▸ **Document section**:

Have you ever wondered where spam mail comes from?  It’s actually underwear-soilingly horrifying.  You’d think that it all comes from guerrilla marketing firms who get paid a few cents for every response to an email that they generate.  That’s… kind of true… but most of it comes from this guy:

This is the face of the biggest douche on earth

(Image courtesy of cracked.com)

This man is Leo Kuvayev.  He is one of the most powerful men on the internet.  It wouldn’t come as a terrible surprise to me if you haven’t heard of him, but it’s good that you’ve heard of him now, because this man is thought to be running the largest malicious botnet on EARTH, known as the STORM botnet, which consists of tens of MILLIONS of infected computers (and yes, Macs too).  He is thought to be the Russian spammer who took down Twitter, Facebook, and other sites with D-DOS attacks over the past few years.  He’s wanted in numerous countries, and is thought to be currently operating under the alias, “Alex Rodriguez,” and has set up numerous domains under that name, sending spam, peddling illegal pharmaceuticals, and probably any other awful thing you can imagine on the internet.  He is still known as the Spam King online, or simply as “Leo,” and some speculate that he is responsible for 20% of the world’s spam.  (All information from Wikipedia and various articles)

I would jump at the chance to knock his teeth out for all the stupid La Quinta Inn spam I keep getting, but there’s a reason he’s still out there: he is dangerous.  He is a real-life supervillain.  It gets a lot worse than you think.  All those computers in the STORM botnet aren’t in underground bunkers all over the world… they’re in your living room.  That’s right, STORM sends out BILLIONS of messages per day, many of them laced with malware that busts right through your antivirus software and converts your computer from an atheist right into the STORM religion.  And you’d never know that your home computer is partially responsible for the spam people are getting, but that’s exactly how it works.  And, to put it lightly, that’s just him messing with people and getting rich.  He sells D-DOS attacks and spam campaigns.  But if he wanted to, he could topple entire economies.

The STORM botnet is widely believed to be powerful enough to knock entire countrywide networks off the internet.  If that doesn’t scare you enough, I can bet that this video of the initial 8 hours of the STORM worm’s outbreak will quickly terrify you.

▸ **Dataset excerpt**:
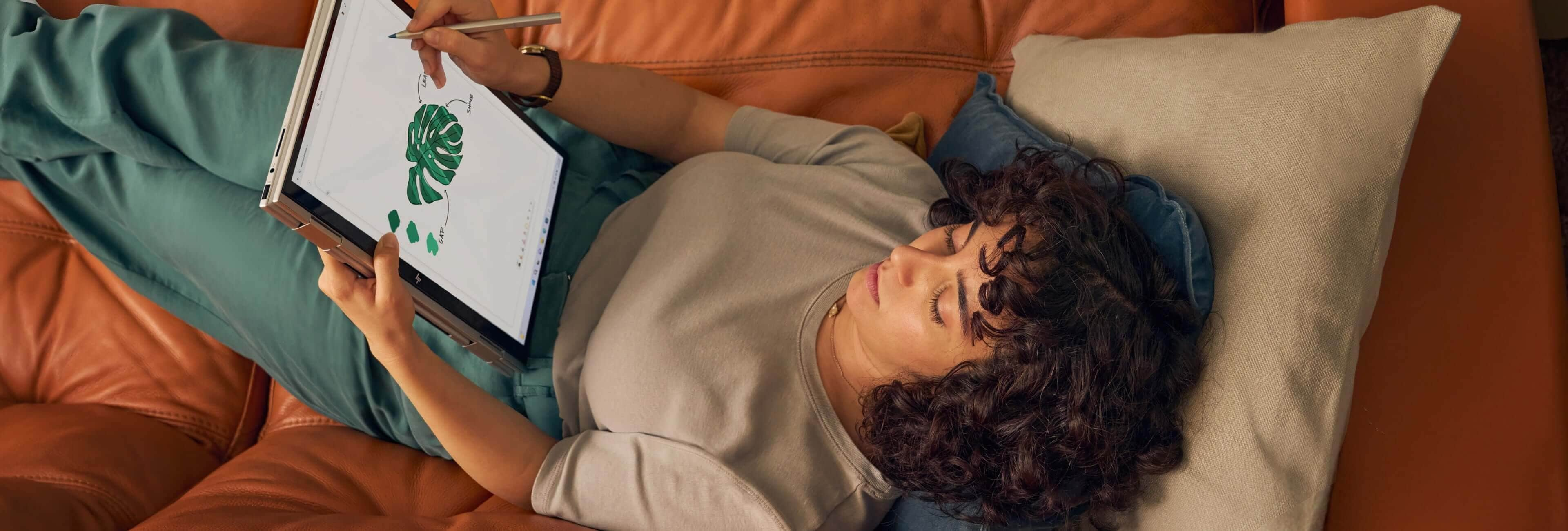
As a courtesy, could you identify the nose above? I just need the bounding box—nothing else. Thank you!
[883,246,941,287]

▸ **Directions**:
a) In the post on spam, what alias is Leo Kuvayev thought to be using now?
b) Reproduce the section of the post on spam that begins with the words containing "The STORM botnet is" and ends with "quickly terrify you.".
The lines have no connection to the post on spam.

▸ **Solutions in order**:
a) "Alex Rodriguez"

b)
The STORM botnet is widely believed to be powerful enough to knock entire countrywide networks off the internet.  If that doesn’t scare you enough, I can bet that this video of the initial 8 hours of the STORM worm’s outbreak will quickly terrify you.